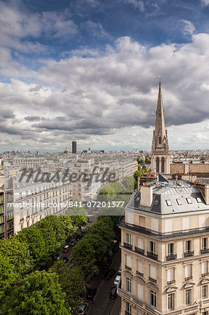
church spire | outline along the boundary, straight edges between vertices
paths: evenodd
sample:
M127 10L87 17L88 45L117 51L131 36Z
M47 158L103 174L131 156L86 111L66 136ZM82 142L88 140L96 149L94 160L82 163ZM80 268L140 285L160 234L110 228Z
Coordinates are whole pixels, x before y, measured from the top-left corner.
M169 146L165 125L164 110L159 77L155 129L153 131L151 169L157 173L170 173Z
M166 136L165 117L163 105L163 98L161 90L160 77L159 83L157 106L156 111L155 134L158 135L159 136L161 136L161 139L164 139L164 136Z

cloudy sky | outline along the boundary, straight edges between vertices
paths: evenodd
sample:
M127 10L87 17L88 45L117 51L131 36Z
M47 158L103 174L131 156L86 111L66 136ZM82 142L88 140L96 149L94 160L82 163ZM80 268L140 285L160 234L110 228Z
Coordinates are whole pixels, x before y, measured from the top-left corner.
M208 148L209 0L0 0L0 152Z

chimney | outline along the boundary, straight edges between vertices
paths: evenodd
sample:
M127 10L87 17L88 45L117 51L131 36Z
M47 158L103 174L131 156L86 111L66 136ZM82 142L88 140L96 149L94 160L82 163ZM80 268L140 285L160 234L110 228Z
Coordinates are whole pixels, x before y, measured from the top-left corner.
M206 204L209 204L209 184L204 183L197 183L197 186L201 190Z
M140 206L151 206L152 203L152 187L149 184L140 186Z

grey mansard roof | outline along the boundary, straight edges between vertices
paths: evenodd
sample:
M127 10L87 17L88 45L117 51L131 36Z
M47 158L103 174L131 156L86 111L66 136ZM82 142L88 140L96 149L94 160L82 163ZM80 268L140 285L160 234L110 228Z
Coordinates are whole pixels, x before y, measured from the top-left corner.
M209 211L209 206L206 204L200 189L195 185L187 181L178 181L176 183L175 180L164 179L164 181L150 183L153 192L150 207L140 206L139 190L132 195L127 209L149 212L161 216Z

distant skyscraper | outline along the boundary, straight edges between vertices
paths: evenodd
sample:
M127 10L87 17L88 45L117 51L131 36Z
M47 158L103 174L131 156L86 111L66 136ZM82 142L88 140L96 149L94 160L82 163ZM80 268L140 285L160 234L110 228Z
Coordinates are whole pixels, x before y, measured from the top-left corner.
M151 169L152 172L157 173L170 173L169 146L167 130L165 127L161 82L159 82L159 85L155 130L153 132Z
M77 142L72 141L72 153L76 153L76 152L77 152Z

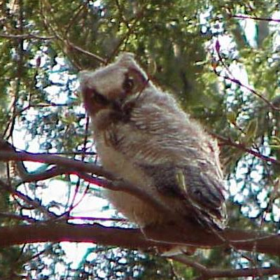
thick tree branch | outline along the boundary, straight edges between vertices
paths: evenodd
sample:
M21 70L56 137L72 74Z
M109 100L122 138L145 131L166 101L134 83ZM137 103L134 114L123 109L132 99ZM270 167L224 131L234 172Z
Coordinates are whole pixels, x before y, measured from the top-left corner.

##############################

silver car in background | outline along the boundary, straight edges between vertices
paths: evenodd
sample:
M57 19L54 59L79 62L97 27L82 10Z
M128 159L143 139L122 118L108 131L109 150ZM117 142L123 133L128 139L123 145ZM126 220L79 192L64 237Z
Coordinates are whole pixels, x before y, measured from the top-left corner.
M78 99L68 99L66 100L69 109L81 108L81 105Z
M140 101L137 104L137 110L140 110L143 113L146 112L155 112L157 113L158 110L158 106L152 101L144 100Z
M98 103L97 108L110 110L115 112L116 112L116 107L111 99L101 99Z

##############################

WHAT IS ASKED
Output the lines from the line containing "distant skyscraper |" up to and including the line containing "M77 142L72 141L72 153L76 153L76 152L77 152Z" as a JSON list of strings, one string per line, with blank lines left out.

CORRECT RESPONSE
[
  "distant skyscraper | outline along the boundary, straight edges between vertices",
  "paths: evenodd",
  "sample:",
  "M127 10L87 17L88 45L117 51L131 36Z",
  "M47 158L103 174L131 156L86 111L66 136ZM82 142L88 140L96 149L94 160L82 163ZM80 268L140 285L160 234L110 228Z",
  "Coordinates are whole pixels, x before y, measured from the top-left corner.",
  "M151 169L152 172L157 173L170 173L169 146L167 130L165 127L161 82L159 82L159 85L155 130L153 132Z",
  "M77 142L72 141L72 153L76 153L76 152L77 152Z"
]